— START —

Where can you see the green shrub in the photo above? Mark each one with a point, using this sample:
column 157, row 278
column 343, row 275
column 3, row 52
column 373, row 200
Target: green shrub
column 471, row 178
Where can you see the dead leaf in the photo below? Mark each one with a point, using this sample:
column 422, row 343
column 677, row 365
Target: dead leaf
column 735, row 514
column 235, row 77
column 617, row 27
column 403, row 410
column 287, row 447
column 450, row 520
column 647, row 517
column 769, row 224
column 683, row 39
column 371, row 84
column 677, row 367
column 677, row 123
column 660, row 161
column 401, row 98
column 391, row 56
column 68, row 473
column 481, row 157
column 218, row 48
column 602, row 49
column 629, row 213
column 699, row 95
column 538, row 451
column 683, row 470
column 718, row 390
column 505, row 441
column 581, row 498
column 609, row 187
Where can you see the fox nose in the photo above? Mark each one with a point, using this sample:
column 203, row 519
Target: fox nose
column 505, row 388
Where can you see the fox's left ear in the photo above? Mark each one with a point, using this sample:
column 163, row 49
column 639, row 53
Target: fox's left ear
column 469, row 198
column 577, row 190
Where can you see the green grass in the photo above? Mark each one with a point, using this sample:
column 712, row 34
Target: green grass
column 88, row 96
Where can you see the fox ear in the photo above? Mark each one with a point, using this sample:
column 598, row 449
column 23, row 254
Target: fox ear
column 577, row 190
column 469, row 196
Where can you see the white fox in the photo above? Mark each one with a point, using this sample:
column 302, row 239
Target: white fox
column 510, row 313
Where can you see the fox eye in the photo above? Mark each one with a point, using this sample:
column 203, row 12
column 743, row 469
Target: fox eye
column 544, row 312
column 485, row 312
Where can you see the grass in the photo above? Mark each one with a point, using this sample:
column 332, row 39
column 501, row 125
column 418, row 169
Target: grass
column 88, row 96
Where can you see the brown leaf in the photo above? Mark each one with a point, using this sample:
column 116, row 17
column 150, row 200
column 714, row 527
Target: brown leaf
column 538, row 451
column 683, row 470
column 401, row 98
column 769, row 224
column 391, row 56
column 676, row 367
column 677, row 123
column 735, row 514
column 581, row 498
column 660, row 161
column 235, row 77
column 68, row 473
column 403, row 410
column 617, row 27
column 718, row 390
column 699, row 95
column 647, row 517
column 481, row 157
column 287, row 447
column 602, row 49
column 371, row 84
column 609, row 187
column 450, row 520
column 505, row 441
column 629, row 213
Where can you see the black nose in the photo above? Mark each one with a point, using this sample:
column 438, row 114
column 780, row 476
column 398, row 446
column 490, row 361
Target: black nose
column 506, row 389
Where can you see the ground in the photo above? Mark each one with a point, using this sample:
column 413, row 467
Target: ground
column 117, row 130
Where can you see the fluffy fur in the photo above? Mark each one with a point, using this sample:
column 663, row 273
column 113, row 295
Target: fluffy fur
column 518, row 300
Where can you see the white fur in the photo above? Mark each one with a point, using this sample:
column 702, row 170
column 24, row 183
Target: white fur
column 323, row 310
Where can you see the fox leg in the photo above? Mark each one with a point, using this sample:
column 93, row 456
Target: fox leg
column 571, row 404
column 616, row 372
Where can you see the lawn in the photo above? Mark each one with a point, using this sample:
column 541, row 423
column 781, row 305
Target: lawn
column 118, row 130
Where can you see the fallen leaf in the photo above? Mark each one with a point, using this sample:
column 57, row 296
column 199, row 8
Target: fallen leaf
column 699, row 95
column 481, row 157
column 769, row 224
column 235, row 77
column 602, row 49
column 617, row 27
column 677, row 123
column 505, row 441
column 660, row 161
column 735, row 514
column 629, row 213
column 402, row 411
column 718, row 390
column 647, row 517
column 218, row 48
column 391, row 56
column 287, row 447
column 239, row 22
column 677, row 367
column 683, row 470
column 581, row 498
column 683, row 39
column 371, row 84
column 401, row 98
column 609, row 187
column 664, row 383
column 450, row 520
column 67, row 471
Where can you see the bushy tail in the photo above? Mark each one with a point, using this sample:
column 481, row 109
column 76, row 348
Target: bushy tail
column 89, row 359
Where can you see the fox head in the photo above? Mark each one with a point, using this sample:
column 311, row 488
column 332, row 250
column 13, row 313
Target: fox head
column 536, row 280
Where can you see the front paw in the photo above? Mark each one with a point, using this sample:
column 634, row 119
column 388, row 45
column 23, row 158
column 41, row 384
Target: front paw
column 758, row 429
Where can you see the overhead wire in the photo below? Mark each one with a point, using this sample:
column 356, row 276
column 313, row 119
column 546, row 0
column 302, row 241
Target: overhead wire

— END —

Every line from the one containing "Where can you see the lawn" through the end of the entries above must be echoed exactly, with both ends kept.

Where can you see the lawn in the photo above? Mark each one with a point, using this sample:
column 541, row 423
column 781, row 305
Target: lawn
column 118, row 130
Where can you see the fallen leaf in the photo above? Mark each one with a point, using this sample:
column 57, row 296
column 199, row 8
Target: fallen leaf
column 699, row 95
column 481, row 157
column 769, row 224
column 235, row 77
column 602, row 49
column 617, row 27
column 677, row 123
column 505, row 441
column 660, row 161
column 735, row 514
column 629, row 213
column 402, row 411
column 718, row 390
column 647, row 517
column 218, row 48
column 391, row 56
column 287, row 447
column 239, row 22
column 677, row 367
column 683, row 470
column 581, row 498
column 683, row 39
column 371, row 84
column 401, row 98
column 609, row 187
column 664, row 383
column 450, row 520
column 67, row 471
Where can you see the bushy tail in the photo above? Mark each one with a point, using this sample:
column 481, row 109
column 76, row 348
Target: bushy tail
column 89, row 359
Where can you see the fox head in the photo above? Mark each one with a point, using this sample:
column 311, row 488
column 332, row 250
column 13, row 313
Target: fox head
column 536, row 280
Where can you see the front paw in the photo above? Mark each one with a point, using this sample:
column 634, row 119
column 388, row 45
column 23, row 158
column 41, row 384
Target: front paw
column 758, row 429
Where can you see the overhead wire in the photo below? Mark each one with a point, using this sample:
column 356, row 276
column 313, row 119
column 546, row 0
column 302, row 241
Target: overhead wire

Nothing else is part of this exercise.